• REQUIRED WORK: Continue the passage on T₃ and liver cell proliferation in hypothyroid rats, picking up after its final sentence.

• QUOTED PASSAGE:

Histological analyses of liver samples interestingly showed recovery of cellular integrity in hypothyroid rats supplemented with T₃. This finding is well justified by the fact that T₃ powerfully induced hepatocytes to enter S phase 24 h after injection [52]. T₃-induced cyclin D1 expression enhanced phosphorylation of pRb and increased expression of transcription factor E2F mediated hepatocyte proliferation [53]. Besides, Alisi et al. [54] found that, both in control and in partially hepatectomized animals, hyperthyroidism increased cyclins D1, E, and A levels and the activity of cyclin-cdk complexes and decreased the levels of cdk inhibitors such as p16 and p27. These authors further showed that hypothyroidism caused downregulation of the activity of cyclin-cdk complexes decreasing cyclin levels. Thus, T₃ exerts proproliferative effects on liver cells by regulating cell cycle proteins.

Spatial localization data

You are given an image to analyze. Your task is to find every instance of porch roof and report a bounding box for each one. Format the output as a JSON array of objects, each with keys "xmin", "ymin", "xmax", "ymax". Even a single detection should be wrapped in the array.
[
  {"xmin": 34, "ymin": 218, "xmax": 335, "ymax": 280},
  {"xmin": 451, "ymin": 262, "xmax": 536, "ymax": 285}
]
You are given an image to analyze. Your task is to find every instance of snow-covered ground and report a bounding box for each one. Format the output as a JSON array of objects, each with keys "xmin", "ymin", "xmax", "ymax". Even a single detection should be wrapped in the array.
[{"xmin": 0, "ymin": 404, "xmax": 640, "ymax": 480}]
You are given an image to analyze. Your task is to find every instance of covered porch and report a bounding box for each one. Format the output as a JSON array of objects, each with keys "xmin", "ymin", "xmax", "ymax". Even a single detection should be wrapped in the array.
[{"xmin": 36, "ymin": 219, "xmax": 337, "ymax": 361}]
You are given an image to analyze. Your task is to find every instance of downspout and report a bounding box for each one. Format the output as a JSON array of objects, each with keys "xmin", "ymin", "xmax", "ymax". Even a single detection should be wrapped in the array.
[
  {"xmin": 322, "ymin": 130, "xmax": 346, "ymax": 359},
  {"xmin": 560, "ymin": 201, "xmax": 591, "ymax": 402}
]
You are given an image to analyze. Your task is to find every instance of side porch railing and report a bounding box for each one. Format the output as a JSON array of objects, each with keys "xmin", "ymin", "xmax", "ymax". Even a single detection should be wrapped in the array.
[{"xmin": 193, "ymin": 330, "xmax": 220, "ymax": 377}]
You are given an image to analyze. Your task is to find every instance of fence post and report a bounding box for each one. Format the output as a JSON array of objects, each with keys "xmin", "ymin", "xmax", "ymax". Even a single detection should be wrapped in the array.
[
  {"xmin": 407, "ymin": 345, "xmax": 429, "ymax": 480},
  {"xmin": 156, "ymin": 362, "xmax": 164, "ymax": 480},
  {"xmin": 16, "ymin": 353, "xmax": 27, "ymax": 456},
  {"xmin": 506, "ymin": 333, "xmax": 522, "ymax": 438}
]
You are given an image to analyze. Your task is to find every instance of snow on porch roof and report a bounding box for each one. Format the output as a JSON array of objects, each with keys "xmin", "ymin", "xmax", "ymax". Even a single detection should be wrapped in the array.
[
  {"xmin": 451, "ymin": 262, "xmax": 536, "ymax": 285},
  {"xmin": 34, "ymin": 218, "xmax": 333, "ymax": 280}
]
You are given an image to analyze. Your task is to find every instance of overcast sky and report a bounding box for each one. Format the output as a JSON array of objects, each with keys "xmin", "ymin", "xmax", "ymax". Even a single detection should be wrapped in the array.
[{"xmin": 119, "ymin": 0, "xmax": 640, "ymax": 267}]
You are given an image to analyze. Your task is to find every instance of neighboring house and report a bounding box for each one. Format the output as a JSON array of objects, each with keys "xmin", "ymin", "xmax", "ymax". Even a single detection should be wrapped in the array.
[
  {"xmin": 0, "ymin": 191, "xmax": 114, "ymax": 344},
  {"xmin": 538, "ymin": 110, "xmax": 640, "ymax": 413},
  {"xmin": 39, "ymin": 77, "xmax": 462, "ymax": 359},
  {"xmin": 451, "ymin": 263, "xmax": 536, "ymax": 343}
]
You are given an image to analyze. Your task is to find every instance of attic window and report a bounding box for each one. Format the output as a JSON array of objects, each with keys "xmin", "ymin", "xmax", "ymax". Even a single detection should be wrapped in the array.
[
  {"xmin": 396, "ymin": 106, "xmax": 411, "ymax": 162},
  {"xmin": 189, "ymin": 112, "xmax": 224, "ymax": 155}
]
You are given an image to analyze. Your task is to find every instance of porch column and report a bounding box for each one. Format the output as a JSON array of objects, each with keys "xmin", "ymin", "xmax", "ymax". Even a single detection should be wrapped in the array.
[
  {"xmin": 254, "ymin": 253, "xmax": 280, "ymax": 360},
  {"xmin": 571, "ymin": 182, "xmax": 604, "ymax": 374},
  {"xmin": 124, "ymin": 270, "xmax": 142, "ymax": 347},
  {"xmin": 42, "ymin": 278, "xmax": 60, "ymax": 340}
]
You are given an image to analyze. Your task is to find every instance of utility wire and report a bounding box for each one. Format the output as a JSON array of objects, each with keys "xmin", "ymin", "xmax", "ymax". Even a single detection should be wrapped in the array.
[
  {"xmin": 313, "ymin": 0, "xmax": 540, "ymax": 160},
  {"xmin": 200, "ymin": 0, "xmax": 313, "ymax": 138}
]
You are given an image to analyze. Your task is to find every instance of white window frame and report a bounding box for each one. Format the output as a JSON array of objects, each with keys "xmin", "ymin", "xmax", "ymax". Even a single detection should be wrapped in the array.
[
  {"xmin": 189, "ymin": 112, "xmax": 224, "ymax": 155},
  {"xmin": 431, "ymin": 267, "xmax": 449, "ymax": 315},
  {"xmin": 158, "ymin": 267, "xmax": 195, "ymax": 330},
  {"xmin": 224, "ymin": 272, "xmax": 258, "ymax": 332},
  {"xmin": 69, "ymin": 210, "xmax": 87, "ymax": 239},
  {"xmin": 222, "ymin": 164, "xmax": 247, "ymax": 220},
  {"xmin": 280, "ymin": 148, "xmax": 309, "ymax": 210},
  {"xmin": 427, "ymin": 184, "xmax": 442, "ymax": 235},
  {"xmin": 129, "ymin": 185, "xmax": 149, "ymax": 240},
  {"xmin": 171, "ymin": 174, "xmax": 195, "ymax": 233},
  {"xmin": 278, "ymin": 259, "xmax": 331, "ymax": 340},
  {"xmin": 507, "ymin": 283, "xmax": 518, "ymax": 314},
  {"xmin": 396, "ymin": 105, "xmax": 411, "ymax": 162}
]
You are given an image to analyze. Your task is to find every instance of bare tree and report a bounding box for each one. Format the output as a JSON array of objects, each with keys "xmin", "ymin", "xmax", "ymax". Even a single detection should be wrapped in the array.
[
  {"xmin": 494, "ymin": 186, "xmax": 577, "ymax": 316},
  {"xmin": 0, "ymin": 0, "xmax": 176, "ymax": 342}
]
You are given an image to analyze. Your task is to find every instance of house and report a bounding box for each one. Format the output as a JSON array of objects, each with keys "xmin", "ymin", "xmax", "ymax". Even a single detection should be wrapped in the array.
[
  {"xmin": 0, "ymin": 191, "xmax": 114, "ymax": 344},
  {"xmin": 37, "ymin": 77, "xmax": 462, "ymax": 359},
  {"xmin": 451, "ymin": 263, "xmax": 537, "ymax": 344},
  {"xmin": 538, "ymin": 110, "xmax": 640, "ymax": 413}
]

• ANSWER AREA:
Morphological hallmarks of apoptosis in the nucleus are chromatin condensation and nuclear fragmentation [55]. The condensation starts peripherally along the nuclear membrane, forming a crescent or ring-like structure. During later stages of apoptosis the nucleus further condenses, and finally it breaks up inside a cell with an intact cell membrane, a feature described as karyorrhexis [56]. DNA strand breaks can be detected by incorporating labeled dUTP by the TUNEL method. The presence of apoptotic cells in hypothyroid liver sections as revealed from TUNEL assay clearly indicates activation of apoptotic pathways, which was later reversed upon administration of T₃. It is suggested that hypothyroidism-induced cytochrome c release to cytosol during early development might contribute to initiation of apoptosis through formation of apoptosomes and activation of caspase cascade. Moreover, congenital hypothyroidism increased not only the extent but also the duration of apoptosis following similar mitochondrial mechanism in hippocampal neurons of developing rats [57]. The antiapoptotic effects of T₃ are well supported by both in vivo and in vitro reports. Fernández et al. [31] showed that administration of 0.1 mg T₃/kg body weight for 68–72 h caused upregulation in expression of the antiapoptotic protein Bcl-2. T₃ inhibited TNFα/Fas-induced apoptosis in mouse hepatocytes [58]. It is relevant to mention in this context that T₃ protected cardiac myocytes against ischemia-induced apoptosis via Akt signaling [59]. Thus, T₃ can initiate hepatoprotective mechanism in pathological conditions by suppressing apoptosis and enabling hepatocyte survival.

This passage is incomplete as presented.